> [EXCERPT PROVIDED]:

= = = = = = =

Website / Contact: If you enjoyed this interview with Diana Combo, visit her website for background information on her different projects.

When did you start writing/producing music - and what or who were your early passions and influences? What is about music and/or sound that drew you to it?

I started a few months after I graduated in Sound and Image and moved to Barcelona. At the beginning of my studies, I listened to a lot of Punk and Oi! music and I was going to concerts of the kind with friends.

Then, at art school, I was exposed and / or introduced to sound art, noise music, as well as music made within digital aesthetics and tools. I stepped into the contexts of experimental and improvised music by going to concerts, meeting people of the scenes and researching about it. Through some of the artists that most inspired me at the time, like John Cage, Karlheinz Stockhausen and Éliane Radigue, I realized that it was the transcendental side of sound and music that was appealing to me and the possibility to use that as a frame to reflect about life.

When I started to create my sound work, the combination of these influences pulsed with great force and became very present in all facets of my life.

For most artists, originality is first preceded by a phase of learning and, often, emulating others. What was this like for you? How would you describe your own development as an artist and the transition towards your own voice? What is the relationship between copying, learning and your own creativity?

It's funny because when I started, I just wanted to be part of the creative side of sound and music, but I had no idea what I could do. I wasn't trained and I also didn't have a great idea to explore or something I really wanted to share. I was very active in listening, researching, going to concerts, reflecting on everything that could be related to the practices. One day, I read in a magazine about an artist who created a sound work using pieces from different vinyl records. I cut out that piece of the magazine and put it away, thinking it was something I could try. So, I started like this, choosing something that had already been done, researching the practice and the people who worked in the field (turntablism, plunderphonics, appropriationism) and then doing more or less the same, just in a different way.

= = = = = = =

(Object detection records)
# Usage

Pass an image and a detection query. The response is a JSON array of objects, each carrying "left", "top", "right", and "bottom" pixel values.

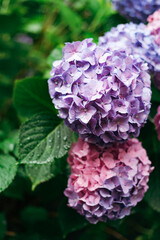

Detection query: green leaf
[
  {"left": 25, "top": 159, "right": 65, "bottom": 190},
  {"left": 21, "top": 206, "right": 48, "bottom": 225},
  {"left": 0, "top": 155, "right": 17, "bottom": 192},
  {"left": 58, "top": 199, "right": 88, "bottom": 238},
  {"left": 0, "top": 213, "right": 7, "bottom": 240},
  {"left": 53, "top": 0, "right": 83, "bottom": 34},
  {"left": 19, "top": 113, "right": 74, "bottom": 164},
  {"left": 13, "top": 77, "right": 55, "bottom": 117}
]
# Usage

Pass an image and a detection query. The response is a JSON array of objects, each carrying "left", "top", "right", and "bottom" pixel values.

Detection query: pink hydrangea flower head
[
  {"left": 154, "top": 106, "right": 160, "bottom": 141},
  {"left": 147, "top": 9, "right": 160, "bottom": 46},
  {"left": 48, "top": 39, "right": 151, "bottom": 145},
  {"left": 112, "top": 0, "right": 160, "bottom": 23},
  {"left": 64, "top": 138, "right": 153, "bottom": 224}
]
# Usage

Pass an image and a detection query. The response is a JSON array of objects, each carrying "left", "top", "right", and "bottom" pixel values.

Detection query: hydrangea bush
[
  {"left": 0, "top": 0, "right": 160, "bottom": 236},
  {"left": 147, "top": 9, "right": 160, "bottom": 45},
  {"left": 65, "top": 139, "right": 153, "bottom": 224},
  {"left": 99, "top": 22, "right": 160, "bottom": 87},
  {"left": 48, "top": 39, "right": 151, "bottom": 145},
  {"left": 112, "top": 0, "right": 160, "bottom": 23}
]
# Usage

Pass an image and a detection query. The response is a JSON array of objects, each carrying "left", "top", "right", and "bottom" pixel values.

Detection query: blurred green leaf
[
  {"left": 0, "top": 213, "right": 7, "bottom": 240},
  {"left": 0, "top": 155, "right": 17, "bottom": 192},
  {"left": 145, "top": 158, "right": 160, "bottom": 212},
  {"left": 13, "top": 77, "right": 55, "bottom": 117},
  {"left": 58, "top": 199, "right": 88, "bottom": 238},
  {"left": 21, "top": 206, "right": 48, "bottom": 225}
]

= = = = = = =

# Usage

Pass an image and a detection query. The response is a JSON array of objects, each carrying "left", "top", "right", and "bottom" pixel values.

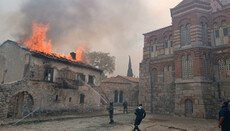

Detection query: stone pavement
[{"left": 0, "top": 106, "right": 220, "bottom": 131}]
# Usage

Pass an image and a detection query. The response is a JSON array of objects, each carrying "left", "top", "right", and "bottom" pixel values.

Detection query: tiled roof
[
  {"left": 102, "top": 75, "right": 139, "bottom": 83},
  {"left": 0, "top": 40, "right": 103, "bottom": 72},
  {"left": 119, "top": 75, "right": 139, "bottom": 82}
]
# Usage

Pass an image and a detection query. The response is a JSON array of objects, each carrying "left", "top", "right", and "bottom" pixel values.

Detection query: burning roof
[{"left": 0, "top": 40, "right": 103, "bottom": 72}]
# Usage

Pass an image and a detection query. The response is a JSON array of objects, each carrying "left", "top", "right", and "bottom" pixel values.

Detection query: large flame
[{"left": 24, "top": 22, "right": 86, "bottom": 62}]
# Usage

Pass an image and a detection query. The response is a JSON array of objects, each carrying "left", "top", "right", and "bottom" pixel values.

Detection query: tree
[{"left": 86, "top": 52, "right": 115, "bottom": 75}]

= = = = = = =

> [GOAL]:
Reproduce the entire interview excerpt with Diana Combo from above, word for word.

> [EXERCISE SOLUTION]:
Website / Contact: If you enjoyed this interview with Diana Combo, visit her website for background information on her different projects.

When did you start writing/producing music - and what or who were your early passions and influences? What is about music and/or sound that drew you to it?

I started a few months after I graduated in Sound and Image and moved to Barcelona. At the beginning of my studies, I listened to a lot of Punk and Oi! music and I was going to concerts of the kind with friends.

Then, at art school, I was exposed and / or introduced to sound art, noise music, as well as music made within digital aesthetics and tools. I stepped into the contexts of experimental and improvised music by going to concerts, meeting people of the scenes and researching about it. Through some of the artists that most inspired me at the time, like John Cage, Karlheinz Stockhausen and Éliane Radigue, I realized that it was the transcendental side of sound and music that was appealing to me and the possibility to use that as a frame to reflect about life.

When I started to create my sound work, the combination of these influences pulsed with great force and became very present in all facets of my life.

For most artists, originality is first preceded by a phase of learning and, often, emulating others. What was this like for you? How would you describe your own development as an artist and the transition towards your own voice? What is the relationship between copying, learning and your own creativity?

It's funny because when I started, I just wanted to be part of the creative side of sound and music, but I had no idea what I could do. I wasn't trained and I also didn't have a great idea to explore or something I really wanted to share. I was very active in listening, researching, going to concerts, reflecting on everything that could be related to the practices. One day, I read in a magazine about an artist who created a sound work using pieces from different vinyl records. I cut out that piece of the magazine and put it away, thinking it was something I could try. So, I started like this, choosing something that had already been done, researching the practice and the people who worked in the field (turntablism, plunderphonics, appropriationism) and then doing more or less the same, just in a different way.